[Start Records for the exercise]

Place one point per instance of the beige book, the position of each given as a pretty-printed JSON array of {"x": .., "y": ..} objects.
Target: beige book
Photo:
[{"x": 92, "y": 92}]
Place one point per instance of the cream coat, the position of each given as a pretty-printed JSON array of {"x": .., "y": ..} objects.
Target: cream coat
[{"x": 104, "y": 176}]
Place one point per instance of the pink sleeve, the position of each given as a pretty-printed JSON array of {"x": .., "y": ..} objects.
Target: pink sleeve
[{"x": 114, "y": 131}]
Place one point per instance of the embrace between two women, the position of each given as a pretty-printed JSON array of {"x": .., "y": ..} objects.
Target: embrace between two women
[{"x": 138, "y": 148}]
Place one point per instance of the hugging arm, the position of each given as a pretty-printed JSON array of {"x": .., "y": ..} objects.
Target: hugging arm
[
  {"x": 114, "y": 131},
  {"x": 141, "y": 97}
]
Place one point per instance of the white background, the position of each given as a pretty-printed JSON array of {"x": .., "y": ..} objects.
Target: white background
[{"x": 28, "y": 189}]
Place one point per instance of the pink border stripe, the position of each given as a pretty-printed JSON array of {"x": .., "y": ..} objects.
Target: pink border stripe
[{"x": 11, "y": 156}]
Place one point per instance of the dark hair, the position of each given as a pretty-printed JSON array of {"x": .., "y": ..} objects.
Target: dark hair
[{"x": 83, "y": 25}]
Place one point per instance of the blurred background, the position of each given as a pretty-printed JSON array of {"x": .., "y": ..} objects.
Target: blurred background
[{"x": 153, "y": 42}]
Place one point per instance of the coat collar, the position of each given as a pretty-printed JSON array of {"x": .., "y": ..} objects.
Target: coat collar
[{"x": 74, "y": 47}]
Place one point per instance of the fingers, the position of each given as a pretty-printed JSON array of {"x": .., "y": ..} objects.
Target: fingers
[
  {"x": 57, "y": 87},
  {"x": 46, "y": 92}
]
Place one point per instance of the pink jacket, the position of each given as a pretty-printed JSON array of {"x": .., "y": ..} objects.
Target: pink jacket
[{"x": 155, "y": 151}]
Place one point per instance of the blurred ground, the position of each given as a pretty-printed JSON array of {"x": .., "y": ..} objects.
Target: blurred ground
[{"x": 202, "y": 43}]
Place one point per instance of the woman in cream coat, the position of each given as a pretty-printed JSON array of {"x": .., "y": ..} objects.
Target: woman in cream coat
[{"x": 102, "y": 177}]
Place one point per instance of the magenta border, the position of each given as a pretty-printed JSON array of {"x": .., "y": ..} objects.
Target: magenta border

[End Records for the exercise]

■ Task brief ■
Reproduce the complete data exactly as presented above.

■ Written response ■
Place one point per instance of the beige book, the position of each given as a pretty-printed JSON array of {"x": .., "y": ..} objects.
Target: beige book
Photo:
[{"x": 92, "y": 92}]
Place one point per instance of the cream coat, the position of each given as a pretty-printed JSON array of {"x": .., "y": ..} objects.
Target: cream coat
[{"x": 104, "y": 176}]
Place one point per instance of the pink sleeve, the position of each given as a pretty-printed JSON array of {"x": .., "y": ..} objects.
Target: pink sleeve
[{"x": 114, "y": 131}]
Place one point per instance of the embrace between two women, the position of each given as a pretty-printed JSON array of {"x": .., "y": ..} objects.
Target: embrace between two women
[{"x": 138, "y": 148}]
Place one point per instance of the hugging arm, the position of each given as a pretty-printed JSON array of {"x": .., "y": ..} objects.
Target: hugging arm
[
  {"x": 114, "y": 131},
  {"x": 141, "y": 97}
]
Place one point per instance of the white background, the position of each given as a pretty-printed JSON array of {"x": .., "y": ..} objects.
Target: white background
[{"x": 28, "y": 189}]
Place one point per instance of the pink border stripe, the position of each given as a pretty-printed JSON array of {"x": .., "y": ..} objects.
Target: pink border stripe
[{"x": 11, "y": 156}]
Place one point per instance of the dark hair, the position of each given as a pretty-printed JSON array of {"x": .., "y": ..} objects.
Target: dark hair
[{"x": 83, "y": 25}]
Place one point per instance of the blurred background, the position of each given as a pretty-printed JSON array of {"x": .., "y": ..} objects.
Target: blurred background
[{"x": 153, "y": 42}]
Place one point per instance of the coat collar, the position of each given as a pretty-printed JSON array of {"x": .., "y": ..} objects.
Target: coat collar
[{"x": 74, "y": 47}]
Place one point per instance of the fingers, the position of each given as a pretty-printed JSON array of {"x": .., "y": ..} objects.
Target: fingers
[
  {"x": 57, "y": 87},
  {"x": 46, "y": 92}
]
Place one point per instance of the pink jacket, the position of each given as a pretty-printed JSON array of {"x": .., "y": ..} objects.
Target: pink jacket
[{"x": 155, "y": 151}]
Place one point per instance of the blurred ground, the position of each given as a pretty-printed JSON array of {"x": .., "y": ..} objects.
Target: blurred ground
[{"x": 202, "y": 43}]
Place one point per instance of the woman in cream coat, the position of each given as a pretty-printed JSON array of {"x": .., "y": ..} objects.
Target: woman in cream coat
[{"x": 102, "y": 177}]
Place one point per instance of the magenta border, the position of each given as a pretty-printed JSON array of {"x": .., "y": ..} objects.
Target: magenta border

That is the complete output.